Task objective => Write out the line that contains "Exercise. Point to every instance of the blurred" and every line after it through the end of the entries, exactly as given and with no other lines.

——

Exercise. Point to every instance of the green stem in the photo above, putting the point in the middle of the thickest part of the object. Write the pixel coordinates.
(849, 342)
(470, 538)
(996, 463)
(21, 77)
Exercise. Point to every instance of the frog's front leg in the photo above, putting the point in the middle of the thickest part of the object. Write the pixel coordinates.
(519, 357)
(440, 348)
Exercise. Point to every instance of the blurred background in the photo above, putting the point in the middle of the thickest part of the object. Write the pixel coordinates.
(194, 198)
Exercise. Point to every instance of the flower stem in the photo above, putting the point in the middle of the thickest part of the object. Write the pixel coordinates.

——

Answer to this exercise =>
Exercise. Point to every instance of the blurred background in the photo above, putting the point in the middle of the thickest part of the object. Write the pixel coordinates.
(194, 198)
Exercise. Point to every instance of the flower stem in the photo above, putting the point in the middle of the thickest part of the object. Write the pixel coordinates.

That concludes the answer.